**WHAT TO DO:** Each line of the listing below must be set down exactly.

**ENTRIES PROVIDED:**

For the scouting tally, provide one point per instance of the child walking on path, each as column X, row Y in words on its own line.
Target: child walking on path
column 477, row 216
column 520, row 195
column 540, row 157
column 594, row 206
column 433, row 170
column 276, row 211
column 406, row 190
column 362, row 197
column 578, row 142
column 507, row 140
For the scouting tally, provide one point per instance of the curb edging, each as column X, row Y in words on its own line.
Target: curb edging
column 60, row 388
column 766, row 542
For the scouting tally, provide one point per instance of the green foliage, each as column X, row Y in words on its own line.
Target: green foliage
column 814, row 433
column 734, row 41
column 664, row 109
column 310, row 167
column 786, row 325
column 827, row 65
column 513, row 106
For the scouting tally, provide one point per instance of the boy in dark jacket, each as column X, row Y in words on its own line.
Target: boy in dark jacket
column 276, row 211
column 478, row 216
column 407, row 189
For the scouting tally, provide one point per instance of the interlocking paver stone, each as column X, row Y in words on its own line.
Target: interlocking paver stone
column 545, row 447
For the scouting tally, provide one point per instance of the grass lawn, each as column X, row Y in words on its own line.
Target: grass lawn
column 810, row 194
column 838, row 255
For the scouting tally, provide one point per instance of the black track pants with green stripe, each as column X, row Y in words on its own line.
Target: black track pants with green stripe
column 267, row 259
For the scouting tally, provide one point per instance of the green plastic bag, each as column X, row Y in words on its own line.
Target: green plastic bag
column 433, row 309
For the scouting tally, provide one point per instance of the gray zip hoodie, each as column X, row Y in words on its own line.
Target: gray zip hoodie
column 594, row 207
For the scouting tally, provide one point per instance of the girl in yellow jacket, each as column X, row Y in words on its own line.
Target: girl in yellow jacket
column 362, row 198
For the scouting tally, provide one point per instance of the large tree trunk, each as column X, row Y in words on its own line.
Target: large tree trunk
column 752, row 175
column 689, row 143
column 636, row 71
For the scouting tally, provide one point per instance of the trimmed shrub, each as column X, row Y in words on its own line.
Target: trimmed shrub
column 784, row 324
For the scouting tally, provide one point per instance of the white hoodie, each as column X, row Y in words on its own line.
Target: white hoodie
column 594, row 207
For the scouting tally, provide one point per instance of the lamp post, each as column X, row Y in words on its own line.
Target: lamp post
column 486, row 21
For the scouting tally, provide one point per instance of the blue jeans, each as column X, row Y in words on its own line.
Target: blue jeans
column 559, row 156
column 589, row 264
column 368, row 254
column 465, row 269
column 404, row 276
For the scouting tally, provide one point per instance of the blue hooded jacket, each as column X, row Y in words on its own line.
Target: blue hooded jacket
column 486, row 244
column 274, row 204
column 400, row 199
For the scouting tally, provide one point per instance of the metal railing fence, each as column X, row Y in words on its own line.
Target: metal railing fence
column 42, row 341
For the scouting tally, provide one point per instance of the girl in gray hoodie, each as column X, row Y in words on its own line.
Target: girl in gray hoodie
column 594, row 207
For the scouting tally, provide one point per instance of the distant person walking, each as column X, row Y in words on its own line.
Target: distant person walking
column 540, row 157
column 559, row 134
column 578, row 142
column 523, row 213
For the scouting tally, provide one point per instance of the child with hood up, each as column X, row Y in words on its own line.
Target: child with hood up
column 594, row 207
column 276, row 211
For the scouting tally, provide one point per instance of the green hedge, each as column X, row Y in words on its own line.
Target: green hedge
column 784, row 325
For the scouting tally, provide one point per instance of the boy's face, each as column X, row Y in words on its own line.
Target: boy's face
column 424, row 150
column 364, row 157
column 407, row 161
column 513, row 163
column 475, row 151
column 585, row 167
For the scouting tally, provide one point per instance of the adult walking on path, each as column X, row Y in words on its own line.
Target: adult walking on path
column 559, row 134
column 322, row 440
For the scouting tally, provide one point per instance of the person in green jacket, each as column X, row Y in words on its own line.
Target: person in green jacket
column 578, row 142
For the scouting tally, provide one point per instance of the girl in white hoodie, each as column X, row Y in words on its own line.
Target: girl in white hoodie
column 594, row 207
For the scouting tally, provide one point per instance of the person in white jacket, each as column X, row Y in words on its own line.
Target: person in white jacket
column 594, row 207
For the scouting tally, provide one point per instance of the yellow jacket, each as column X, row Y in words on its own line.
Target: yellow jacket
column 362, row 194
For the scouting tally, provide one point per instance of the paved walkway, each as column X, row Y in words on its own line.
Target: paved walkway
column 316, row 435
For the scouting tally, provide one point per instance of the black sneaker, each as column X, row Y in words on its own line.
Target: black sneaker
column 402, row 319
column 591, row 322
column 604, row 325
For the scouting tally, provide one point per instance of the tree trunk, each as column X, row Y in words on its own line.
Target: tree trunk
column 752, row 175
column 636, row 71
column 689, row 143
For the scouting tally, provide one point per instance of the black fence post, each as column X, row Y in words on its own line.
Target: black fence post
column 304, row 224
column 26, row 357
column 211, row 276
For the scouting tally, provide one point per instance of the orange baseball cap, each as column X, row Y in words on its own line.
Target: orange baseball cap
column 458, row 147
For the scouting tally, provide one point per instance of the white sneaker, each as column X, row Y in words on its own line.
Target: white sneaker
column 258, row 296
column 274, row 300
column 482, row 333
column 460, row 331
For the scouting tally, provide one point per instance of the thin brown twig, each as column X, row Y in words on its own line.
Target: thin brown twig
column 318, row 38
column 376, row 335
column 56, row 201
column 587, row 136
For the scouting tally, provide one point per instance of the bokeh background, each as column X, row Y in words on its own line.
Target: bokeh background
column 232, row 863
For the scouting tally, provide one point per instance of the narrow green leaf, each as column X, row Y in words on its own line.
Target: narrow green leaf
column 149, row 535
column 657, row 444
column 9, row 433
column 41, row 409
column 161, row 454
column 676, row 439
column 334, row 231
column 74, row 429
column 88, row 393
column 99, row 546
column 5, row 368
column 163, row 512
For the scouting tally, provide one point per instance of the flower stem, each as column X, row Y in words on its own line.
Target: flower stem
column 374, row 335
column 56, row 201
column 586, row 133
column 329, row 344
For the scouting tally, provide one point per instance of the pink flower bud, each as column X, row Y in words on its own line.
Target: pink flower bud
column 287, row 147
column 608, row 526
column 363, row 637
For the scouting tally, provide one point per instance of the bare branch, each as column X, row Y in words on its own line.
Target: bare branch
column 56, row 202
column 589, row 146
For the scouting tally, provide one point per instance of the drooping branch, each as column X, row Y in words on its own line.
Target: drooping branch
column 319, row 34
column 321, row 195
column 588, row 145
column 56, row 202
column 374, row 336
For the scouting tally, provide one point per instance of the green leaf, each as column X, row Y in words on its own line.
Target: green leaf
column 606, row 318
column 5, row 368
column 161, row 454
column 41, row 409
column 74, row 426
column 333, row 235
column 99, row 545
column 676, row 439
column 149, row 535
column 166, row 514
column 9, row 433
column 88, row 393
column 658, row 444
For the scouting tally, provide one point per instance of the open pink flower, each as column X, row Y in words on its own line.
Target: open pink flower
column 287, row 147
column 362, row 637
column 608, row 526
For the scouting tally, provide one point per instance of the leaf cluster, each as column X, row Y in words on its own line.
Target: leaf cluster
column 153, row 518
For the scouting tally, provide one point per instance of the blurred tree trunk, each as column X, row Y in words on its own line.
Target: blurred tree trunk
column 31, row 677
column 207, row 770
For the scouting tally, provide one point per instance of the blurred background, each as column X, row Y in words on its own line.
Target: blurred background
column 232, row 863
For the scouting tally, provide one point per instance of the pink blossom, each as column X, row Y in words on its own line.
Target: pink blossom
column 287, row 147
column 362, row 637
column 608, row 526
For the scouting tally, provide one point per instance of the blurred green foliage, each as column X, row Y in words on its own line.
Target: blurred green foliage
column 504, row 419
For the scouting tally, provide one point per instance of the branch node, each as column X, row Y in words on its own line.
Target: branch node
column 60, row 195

**RESULT FOR THIS TASK:**
For the scouting tally, provide one point per instance of the child walking on path, each as column X, row Y in words on its own line.
Target: child walking on path
column 477, row 216
column 520, row 195
column 540, row 157
column 594, row 206
column 433, row 170
column 276, row 211
column 406, row 190
column 362, row 197
column 578, row 142
column 507, row 140
For the scouting tally, provide one point per instance of the curb edging, each as column X, row Y in words on its own line.
Target: curb edging
column 60, row 388
column 766, row 542
For the scouting tally, provide one point per instance of the green foliage, each as column X, row Y in words on its own line.
Target: green foliage
column 814, row 433
column 734, row 41
column 664, row 109
column 310, row 167
column 786, row 325
column 827, row 65
column 513, row 106
For the scouting tally, provide one point per instance of the boy in dark jacket, each as column X, row Y in words on its own line.
Target: boy in dark jacket
column 276, row 211
column 478, row 216
column 407, row 189
For the scouting tally, provide one point per instance of the interlocking paver stone, each as column X, row Y in words on its own line.
Target: interlocking paver stone
column 545, row 447
For the scouting tally, provide one point per instance of the grass lawn, each as column X, row Y in words on its own line.
Target: grass lawn
column 810, row 194
column 838, row 255
For the scouting tally, provide one point per instance of the black track pants with green stripe, each as column X, row Y in words on its own line.
Target: black track pants with green stripe
column 267, row 259
For the scouting tally, provide one point per instance of the green plastic bag, each as column X, row Y in words on its own line.
Target: green plastic bag
column 433, row 309
For the scouting tally, provide one point per instance of the gray zip hoodie, each as column X, row Y in words on its own line.
Target: gray zip hoodie
column 594, row 207
For the scouting tally, provide one point per instance of the girl in yellow jacket, each as column X, row Y in words on its own line.
Target: girl in yellow jacket
column 362, row 198
For the scouting tally, provide one point per instance of the large tree trunk, each as column X, row Y in words on its own line.
Target: large tree trunk
column 752, row 175
column 689, row 143
column 636, row 71
For the scouting tally, provide one point per instance of the trimmed shrub, each as column X, row Y in words on its own line.
Target: trimmed shrub
column 784, row 324
For the scouting tally, provide one point per instance of the white hoodie, each as column X, row Y in words on its own line.
Target: white hoodie
column 594, row 207
For the scouting tally, provide one point per instance of the lamp post, each as column X, row Y in words on its own line.
Target: lamp post
column 486, row 21
For the scouting tally, provide one point per instance of the blue jeans, each as column X, row Y in words on its own line.
Target: blue jeans
column 559, row 156
column 589, row 264
column 368, row 254
column 465, row 269
column 404, row 276
For the scouting tally, provide one point per instance of the blue hooded jacket, each as column X, row Y in words on its own line.
Target: blue hooded jacket
column 486, row 244
column 274, row 204
column 400, row 199
For the scouting tally, provide one point per instance of the metal railing fence, each as column X, row Y in words on its own line.
Target: metal railing fence
column 42, row 341
For the scouting tally, provide one point per instance of the girl in gray hoodie, each as column X, row Y in words on its own line.
Target: girl in gray hoodie
column 594, row 207
For the scouting tally, provide one point per instance of the distant person walking, each as column X, row Y in words on its own line.
Target: distant person walking
column 540, row 157
column 559, row 134
column 578, row 142
column 523, row 213
For the scouting tally, provide one point per instance of the child with hood up, each as column X, row Y in words on its own line.
Target: child with hood up
column 594, row 207
column 276, row 211
For the scouting tally, provide one point per instance of the green hedge, each as column X, row Y in words on its own line.
Target: green hedge
column 784, row 325
For the scouting tally, provide one point per instance of the boy's face, each as column X, row Y in words on its own line.
Target: boy's face
column 424, row 150
column 364, row 157
column 407, row 161
column 513, row 163
column 475, row 151
column 585, row 167
For the scouting tally, provide one point per instance of the adult walking on path, each as column X, row Y in words on its own line.
Target: adult walking on path
column 559, row 134
column 322, row 440
For the scouting tally, provide one point per instance of the person in green jacket, each as column X, row Y in words on its own line.
Target: person in green jacket
column 578, row 142
For the scouting tally, provide one point per instance of the girl in white hoodie, each as column X, row Y in words on its own line.
Target: girl in white hoodie
column 594, row 207
For the scouting tally, provide one point per instance of the person in white jacket, each as column X, row Y in words on its own line.
Target: person in white jacket
column 594, row 207
For the scouting tally, provide one point per instance of the yellow jacket, each as column X, row Y in words on its own line.
Target: yellow jacket
column 362, row 194
For the scouting tally, provide one point per instance of the paved walkway, each as column X, row Y in words on its own line.
Target: paved walkway
column 316, row 435
For the scouting tally, provide one point per instance of the black sneaker, each as column X, row Y in words on its own line.
Target: black sneaker
column 402, row 319
column 591, row 322
column 604, row 325
For the scouting tally, provide one point per instance of the tree trunk, each as column X, row Y in words on its own line.
Target: tree trunk
column 752, row 175
column 636, row 71
column 689, row 143
For the scouting tally, provide one point per instance of the black fence post, each as column X, row Y in words on its own line.
Target: black fence post
column 304, row 224
column 26, row 357
column 211, row 276
For the scouting tally, provide one point per instance of the orange baseball cap, each as column X, row Y in words on its own line.
Target: orange baseball cap
column 458, row 147
For the scouting tally, provide one point per instance of the white sneaker, each as column X, row Y in words on its own line.
Target: white sneaker
column 258, row 296
column 274, row 300
column 482, row 333
column 460, row 331
For the scouting tally, provide one point per instance of the thin brown twig, each as column X, row Y in words on its own line.
Target: thin brown twig
column 318, row 38
column 376, row 335
column 56, row 201
column 587, row 136
For the scouting tally, provide one point per instance of the bokeh background, each as column X, row Y in words on its own line.
Target: bokeh background
column 232, row 863
For the scouting tally, provide one point per instance of the narrow green leaf, each as column X, row Y in words on its own line.
Target: narrow green leaf
column 149, row 535
column 657, row 444
column 9, row 433
column 41, row 409
column 161, row 454
column 676, row 439
column 334, row 231
column 74, row 429
column 88, row 393
column 99, row 546
column 5, row 368
column 163, row 512
For the scouting tally, provide one point per instance of the flower stem, each as column X, row Y in words on its own line.
Target: flower stem
column 374, row 335
column 56, row 201
column 586, row 133
column 329, row 344
For the scouting tally, provide one point per instance of the pink flower bud, each as column X, row Y in words on its own line.
Target: pink flower bud
column 287, row 147
column 608, row 526
column 363, row 637
For the scouting tally, provide one point per instance of the bare branch, each as column X, row Y in words on its own line.
Target: bare branch
column 56, row 202
column 589, row 146
For the scouting tally, provide one point per instance of the drooping branch, each as column X, row Y in words on its own line.
Target: drooping branch
column 319, row 34
column 321, row 195
column 588, row 145
column 56, row 202
column 374, row 336
For the scouting tally, provide one point per instance of the green leaf, each as column X, row Y in words on its own line.
Target: green leaf
column 606, row 318
column 5, row 368
column 161, row 454
column 41, row 409
column 74, row 426
column 333, row 235
column 99, row 545
column 676, row 439
column 149, row 535
column 166, row 514
column 9, row 433
column 88, row 393
column 658, row 444
For the scouting tally, provide one point per instance of the open pink flower, each as column X, row Y in words on its own line.
Target: open pink flower
column 287, row 147
column 362, row 637
column 608, row 526
For the scouting tally, provide one point per instance of the leaf cluster, each as column X, row Y in words on its own line.
Target: leaf cluster
column 153, row 518
For the scouting tally, provide one point per instance of the blurred tree trunk, each as column X, row Y in words on its own line.
Target: blurred tree trunk
column 31, row 677
column 207, row 770
For the scouting tally, provide one point per instance of the blurred background, each as column X, row Y in words on its own line.
Target: blurred background
column 232, row 863
For the scouting tally, provide one point per instance of the pink blossom, each as column X, row Y in words on its own line.
Target: pink blossom
column 287, row 147
column 362, row 637
column 608, row 526
For the scouting tally, provide one point per instance of the blurred green foliage, each as column X, row Y in words on its own line.
Target: blurred green foliage
column 504, row 419
For the scouting tally, provide one point per instance of the branch node, each as column X, row Y in words on its own line.
Target: branch node
column 60, row 195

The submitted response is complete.